DOCUMENT EXTRACT:
------

American pioneering jet aircraft engine

The Westinghouse J30, initially known as the Westinghouse 19XB, was a turbojet engine developed by Westinghouse Electric Corporation. It was the first American-designed turbojet to run, and only the second axial-flow turbojet to run outside Germany (after the British Metropolitan-Vickers F.2).

A simple and robust unit with six-stage compressor, annular combustor, and single-stage turbine, it initially gave 1,200 pounds of thrust but improved to 1,600 in production versions. Its first flight was under a FG Corsair in January 1944. It was developed into the smaller J32, and the successful Westinghouse J34, an enlarged version which produced 3,000 pounds of thrust.

==Variants==
Thrust given in foot-pounds (lbf) and kilonewtons (kN).

------

[Stored data entries]
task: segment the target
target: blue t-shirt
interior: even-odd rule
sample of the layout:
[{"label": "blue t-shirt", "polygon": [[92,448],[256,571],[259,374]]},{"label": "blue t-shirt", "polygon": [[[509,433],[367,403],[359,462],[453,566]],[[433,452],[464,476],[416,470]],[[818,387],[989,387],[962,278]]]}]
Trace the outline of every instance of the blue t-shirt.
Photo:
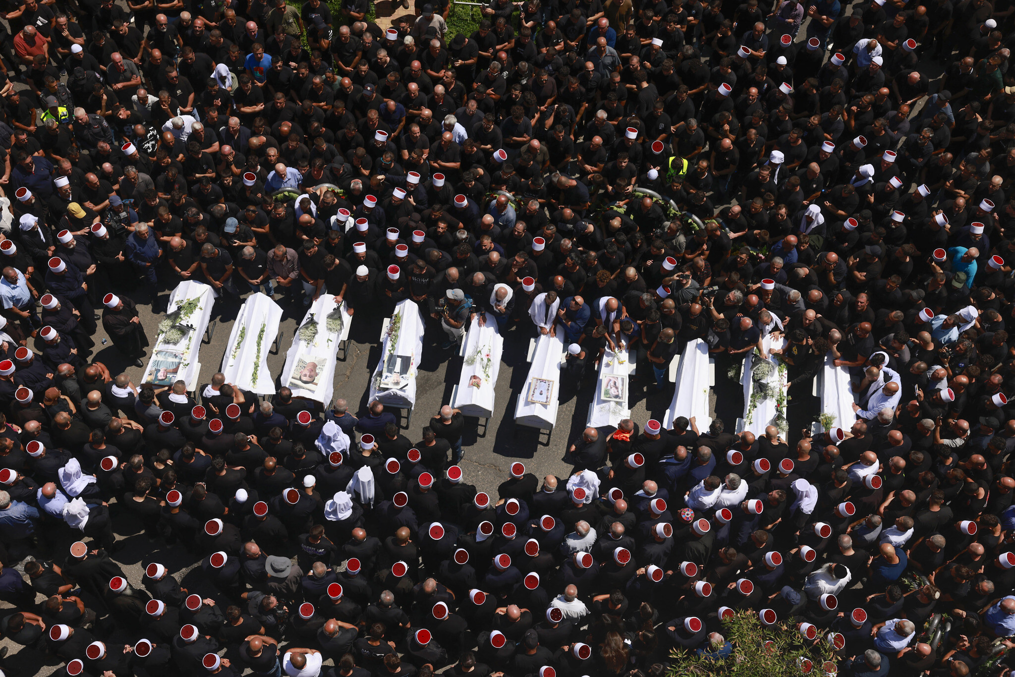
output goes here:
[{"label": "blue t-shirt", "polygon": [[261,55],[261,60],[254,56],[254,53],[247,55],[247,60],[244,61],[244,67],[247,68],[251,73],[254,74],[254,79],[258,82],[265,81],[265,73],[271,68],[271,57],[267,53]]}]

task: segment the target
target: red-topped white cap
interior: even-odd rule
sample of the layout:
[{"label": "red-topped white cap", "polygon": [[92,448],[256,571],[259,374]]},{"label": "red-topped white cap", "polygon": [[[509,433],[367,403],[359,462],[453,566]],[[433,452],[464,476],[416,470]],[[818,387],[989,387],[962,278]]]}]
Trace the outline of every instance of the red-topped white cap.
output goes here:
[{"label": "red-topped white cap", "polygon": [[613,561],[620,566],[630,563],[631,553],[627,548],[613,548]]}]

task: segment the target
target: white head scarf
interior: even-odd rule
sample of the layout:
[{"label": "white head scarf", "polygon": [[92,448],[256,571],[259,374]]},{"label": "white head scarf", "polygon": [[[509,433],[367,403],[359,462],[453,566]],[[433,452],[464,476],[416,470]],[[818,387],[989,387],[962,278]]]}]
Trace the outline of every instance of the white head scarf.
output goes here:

------

In the engine article, when did the Westinghouse J30 first fly? The lines have nothing to do with the engine article.

EXERCISE RESPONSE:
January 1944